[Portion of a data file]
====

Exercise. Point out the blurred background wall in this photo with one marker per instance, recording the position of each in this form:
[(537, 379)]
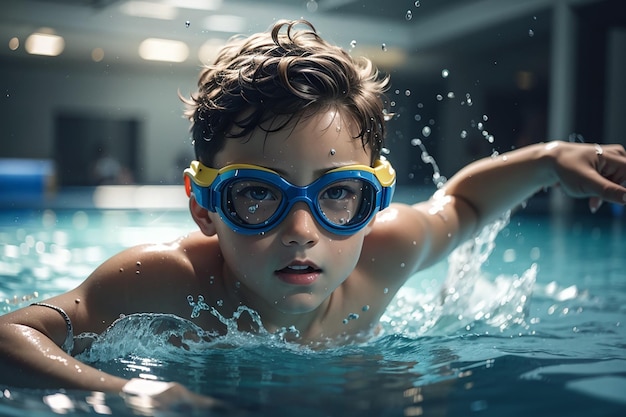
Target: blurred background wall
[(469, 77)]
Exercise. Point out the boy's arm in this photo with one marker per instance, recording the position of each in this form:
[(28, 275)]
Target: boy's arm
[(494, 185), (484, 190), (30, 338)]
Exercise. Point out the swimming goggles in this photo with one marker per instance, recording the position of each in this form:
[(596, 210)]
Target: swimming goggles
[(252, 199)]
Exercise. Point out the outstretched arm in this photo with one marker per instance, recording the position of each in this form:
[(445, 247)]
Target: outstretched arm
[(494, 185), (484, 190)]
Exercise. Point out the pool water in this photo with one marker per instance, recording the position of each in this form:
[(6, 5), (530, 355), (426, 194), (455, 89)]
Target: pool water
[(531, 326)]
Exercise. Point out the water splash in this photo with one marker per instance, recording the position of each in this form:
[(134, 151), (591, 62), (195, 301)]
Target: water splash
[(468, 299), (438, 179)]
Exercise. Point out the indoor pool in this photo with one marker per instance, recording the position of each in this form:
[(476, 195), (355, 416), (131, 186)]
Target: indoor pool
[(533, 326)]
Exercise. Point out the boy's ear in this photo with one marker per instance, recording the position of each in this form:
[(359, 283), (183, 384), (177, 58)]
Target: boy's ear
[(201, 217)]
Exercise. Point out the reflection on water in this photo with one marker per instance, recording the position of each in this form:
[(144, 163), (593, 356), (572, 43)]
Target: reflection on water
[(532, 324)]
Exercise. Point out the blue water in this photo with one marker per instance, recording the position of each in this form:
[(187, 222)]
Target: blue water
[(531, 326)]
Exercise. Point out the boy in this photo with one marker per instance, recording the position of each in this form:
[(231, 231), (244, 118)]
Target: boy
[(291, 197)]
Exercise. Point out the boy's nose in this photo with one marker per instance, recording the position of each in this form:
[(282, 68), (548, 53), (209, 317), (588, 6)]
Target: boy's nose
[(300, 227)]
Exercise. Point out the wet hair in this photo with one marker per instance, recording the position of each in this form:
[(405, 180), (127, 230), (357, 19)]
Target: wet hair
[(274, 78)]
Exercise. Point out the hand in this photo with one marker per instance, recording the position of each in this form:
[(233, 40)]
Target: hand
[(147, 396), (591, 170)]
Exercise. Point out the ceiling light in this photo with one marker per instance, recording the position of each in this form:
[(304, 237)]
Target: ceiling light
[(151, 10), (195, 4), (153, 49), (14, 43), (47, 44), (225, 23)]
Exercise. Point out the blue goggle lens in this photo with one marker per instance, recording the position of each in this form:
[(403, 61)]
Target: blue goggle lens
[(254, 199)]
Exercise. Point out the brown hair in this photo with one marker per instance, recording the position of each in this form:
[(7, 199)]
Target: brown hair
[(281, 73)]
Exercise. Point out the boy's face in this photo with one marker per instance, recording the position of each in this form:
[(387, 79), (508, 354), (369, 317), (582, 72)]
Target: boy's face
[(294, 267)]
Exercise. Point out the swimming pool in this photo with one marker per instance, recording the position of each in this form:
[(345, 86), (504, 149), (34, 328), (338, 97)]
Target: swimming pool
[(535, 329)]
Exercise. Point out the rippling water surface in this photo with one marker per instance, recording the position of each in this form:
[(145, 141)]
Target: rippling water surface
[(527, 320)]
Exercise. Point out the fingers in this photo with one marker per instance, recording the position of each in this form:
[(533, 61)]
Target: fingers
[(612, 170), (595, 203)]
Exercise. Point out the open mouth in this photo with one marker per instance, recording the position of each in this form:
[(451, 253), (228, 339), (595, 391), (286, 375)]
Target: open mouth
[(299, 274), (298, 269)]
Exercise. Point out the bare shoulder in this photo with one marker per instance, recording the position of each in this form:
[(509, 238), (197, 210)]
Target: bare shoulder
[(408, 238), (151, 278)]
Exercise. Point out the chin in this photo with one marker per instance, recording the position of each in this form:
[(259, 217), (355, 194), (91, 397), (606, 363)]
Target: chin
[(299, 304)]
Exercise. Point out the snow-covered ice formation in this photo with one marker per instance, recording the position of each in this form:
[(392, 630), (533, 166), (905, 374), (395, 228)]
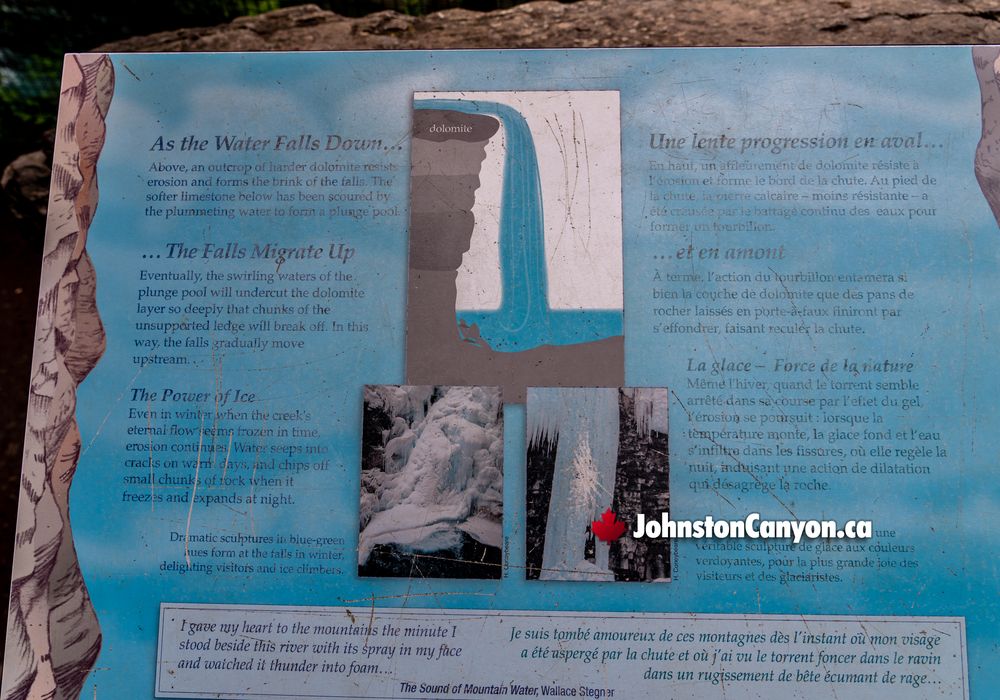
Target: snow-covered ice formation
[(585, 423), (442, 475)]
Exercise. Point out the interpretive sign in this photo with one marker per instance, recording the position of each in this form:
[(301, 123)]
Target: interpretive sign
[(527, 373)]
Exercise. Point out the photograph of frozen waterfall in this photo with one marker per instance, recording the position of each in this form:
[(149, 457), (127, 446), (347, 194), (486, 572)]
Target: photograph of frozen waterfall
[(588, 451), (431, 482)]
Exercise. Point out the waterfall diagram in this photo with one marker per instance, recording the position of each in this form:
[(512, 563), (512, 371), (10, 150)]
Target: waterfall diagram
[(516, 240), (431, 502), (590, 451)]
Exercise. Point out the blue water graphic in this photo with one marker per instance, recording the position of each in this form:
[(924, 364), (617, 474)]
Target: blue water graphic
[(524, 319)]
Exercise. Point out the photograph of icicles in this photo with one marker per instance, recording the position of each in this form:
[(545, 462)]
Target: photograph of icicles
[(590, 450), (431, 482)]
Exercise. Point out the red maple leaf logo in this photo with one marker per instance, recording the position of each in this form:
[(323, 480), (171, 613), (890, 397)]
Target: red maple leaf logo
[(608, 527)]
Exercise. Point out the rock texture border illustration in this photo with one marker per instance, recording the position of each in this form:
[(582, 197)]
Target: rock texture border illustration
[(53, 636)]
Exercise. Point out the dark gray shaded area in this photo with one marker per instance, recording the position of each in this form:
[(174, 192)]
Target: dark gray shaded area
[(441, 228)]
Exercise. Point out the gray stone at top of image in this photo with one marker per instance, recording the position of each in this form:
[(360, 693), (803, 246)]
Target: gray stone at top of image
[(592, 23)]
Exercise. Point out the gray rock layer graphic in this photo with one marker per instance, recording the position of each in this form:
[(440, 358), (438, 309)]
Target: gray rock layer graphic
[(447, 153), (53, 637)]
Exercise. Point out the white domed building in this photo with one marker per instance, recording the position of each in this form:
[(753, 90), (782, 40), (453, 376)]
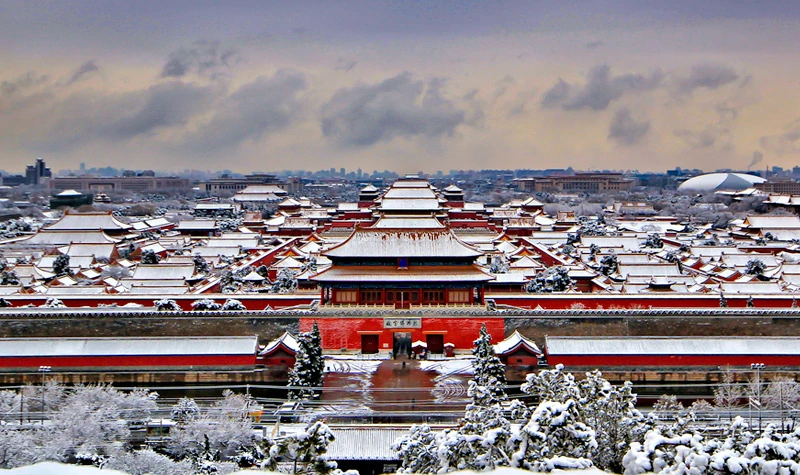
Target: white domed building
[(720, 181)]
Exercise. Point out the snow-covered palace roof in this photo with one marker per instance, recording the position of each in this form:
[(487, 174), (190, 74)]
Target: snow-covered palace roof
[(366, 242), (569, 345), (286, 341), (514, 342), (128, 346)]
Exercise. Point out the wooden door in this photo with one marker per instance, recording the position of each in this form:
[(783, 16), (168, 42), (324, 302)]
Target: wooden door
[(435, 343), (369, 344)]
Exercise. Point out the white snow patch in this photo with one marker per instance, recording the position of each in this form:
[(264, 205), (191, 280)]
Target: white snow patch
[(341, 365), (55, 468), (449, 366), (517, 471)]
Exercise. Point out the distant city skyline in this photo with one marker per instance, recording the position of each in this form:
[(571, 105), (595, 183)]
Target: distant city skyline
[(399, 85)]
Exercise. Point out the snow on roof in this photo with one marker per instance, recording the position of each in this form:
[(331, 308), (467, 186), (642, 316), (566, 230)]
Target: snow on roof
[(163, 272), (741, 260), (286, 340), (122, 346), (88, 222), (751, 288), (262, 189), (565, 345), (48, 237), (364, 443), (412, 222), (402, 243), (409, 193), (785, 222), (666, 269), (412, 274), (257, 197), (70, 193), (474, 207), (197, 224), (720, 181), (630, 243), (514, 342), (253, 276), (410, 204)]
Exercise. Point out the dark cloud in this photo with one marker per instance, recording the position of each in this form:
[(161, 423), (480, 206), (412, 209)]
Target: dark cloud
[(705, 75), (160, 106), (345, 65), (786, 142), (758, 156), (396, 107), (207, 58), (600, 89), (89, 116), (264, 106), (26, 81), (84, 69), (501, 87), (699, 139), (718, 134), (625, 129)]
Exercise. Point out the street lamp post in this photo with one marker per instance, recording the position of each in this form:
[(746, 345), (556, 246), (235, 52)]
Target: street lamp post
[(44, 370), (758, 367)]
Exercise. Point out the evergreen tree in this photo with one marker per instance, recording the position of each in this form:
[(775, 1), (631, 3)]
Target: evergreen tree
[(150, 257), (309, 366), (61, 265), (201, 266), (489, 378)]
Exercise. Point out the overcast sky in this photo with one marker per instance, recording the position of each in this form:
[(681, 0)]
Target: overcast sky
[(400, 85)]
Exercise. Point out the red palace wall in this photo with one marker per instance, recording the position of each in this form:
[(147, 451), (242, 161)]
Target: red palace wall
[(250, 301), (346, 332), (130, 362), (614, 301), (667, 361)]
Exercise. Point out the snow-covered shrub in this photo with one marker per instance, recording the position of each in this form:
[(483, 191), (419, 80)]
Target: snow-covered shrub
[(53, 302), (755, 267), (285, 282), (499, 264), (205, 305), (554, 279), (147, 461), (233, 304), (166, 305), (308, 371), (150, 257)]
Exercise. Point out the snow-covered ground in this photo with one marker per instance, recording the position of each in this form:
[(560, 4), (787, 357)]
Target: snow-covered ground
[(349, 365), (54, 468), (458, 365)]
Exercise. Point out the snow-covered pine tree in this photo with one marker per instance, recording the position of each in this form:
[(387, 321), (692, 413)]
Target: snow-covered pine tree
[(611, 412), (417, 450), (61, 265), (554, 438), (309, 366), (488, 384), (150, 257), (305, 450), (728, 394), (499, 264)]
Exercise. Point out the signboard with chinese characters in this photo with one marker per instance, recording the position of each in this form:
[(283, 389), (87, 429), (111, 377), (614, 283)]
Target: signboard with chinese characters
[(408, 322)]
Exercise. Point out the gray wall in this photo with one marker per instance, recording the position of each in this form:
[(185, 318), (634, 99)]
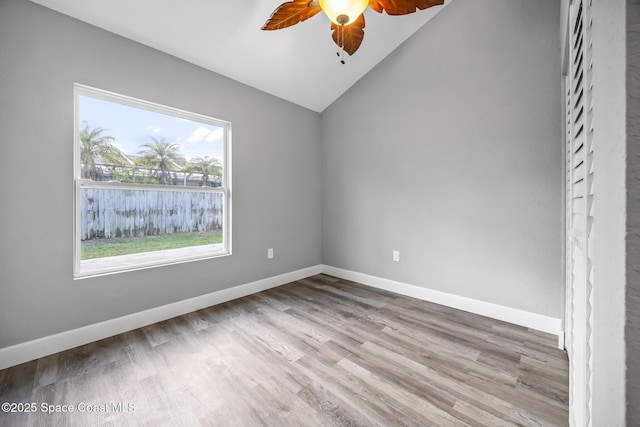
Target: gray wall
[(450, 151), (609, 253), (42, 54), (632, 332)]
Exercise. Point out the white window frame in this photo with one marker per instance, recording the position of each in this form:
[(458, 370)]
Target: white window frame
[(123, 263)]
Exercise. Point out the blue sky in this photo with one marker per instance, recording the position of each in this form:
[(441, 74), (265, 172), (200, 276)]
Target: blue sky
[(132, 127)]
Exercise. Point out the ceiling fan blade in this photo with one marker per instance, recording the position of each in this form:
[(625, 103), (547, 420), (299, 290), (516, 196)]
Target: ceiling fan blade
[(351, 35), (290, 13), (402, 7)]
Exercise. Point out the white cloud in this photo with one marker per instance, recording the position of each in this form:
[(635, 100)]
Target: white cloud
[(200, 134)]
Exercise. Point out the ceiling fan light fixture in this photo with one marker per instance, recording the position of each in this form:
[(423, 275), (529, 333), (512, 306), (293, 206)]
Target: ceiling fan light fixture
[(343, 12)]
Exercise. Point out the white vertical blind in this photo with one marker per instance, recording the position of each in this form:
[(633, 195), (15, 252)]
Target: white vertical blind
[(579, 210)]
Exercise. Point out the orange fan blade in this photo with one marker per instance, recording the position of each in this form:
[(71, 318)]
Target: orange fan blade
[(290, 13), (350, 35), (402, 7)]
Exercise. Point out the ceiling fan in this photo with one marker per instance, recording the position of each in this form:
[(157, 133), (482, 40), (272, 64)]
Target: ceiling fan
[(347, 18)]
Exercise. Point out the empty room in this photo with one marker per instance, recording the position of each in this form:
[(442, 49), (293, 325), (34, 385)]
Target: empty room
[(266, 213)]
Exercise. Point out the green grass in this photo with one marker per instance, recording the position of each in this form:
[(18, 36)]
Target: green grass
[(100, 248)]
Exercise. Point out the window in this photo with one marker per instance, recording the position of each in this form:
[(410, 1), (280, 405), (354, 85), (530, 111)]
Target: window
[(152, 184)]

====

What the task asks
In the part of the records that opens with the line containing "Exercise. Point out the hand" and closes with the line containing "44), (225, 23)]", swap "ceiling light" for "overhead lamp" and reproduce only those lines, leaving everything else unchanged.

Completed exercise
Exercise. Point out the hand in this photo with one marker per instance, recording the position of each in this form:
[(233, 40)]
Target: hand
[(147, 396), (591, 170)]
Exercise. Point out the overhead lamp in this photo with one marker per instance, recording the position of each in this form:
[(304, 237)]
Target: overhead lamp
[(151, 10), (195, 4), (153, 49), (14, 43), (47, 44), (225, 23)]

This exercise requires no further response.